[Extracted data entries]
=== Begin Enclosure ===

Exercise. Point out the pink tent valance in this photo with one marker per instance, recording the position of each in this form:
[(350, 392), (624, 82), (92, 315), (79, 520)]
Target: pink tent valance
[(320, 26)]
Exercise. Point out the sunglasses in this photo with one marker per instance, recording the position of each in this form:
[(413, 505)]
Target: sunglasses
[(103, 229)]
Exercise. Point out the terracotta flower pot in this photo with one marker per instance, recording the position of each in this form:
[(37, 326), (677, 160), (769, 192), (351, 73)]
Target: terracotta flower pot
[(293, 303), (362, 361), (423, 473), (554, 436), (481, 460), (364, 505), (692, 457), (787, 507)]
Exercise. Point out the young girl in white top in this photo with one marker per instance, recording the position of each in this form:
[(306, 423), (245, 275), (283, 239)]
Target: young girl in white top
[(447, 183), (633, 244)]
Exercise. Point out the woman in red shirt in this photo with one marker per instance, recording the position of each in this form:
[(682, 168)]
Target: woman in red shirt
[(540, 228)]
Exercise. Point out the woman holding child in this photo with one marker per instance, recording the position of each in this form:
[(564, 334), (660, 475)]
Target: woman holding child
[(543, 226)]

=== End Enclosure ===
=== Begin Enclosure ===

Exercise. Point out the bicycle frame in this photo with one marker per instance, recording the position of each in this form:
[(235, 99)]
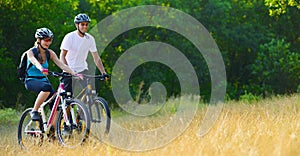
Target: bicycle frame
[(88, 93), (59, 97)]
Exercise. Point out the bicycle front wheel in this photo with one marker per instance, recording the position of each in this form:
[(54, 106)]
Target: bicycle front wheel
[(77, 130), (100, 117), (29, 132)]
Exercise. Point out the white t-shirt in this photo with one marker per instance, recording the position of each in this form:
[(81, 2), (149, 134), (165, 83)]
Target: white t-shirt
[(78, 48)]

=== End Enclosure ===

- [Task]: Copy down each line in the entries that has the word "this".

- [Task answer]:
Exercise. Point out the pink tent valance in this photo with one marker per instance, recording the position of each in this form:
Exercise. Point out the sunglasses in this photo with one marker per instance, recording the position of each in this form:
Exercise. Point out the terracotta flower pot in this photo with one marker per instance, recording the position of each in this form:
Exercise. Point out the young girl in white top in this photo with one marker per instance, recording the position of each in this form:
Exercise. Point out the woman in red shirt in this photo with one marker per instance, recording the position of each in this form:
Exercise. Point out the woman holding child in this photo with one marker per instance, recording the position of each in this form:
Exercise. Point out the bicycle frame in this photo with one marker per instance, recording the position of each in this form:
Exercise. Point out the bicycle front wheel in this photo with one marker per instance, recording the position of each in this form:
Exercise. Point out the white t-shirt in this photo with one marker per instance, recording the position of each in this form:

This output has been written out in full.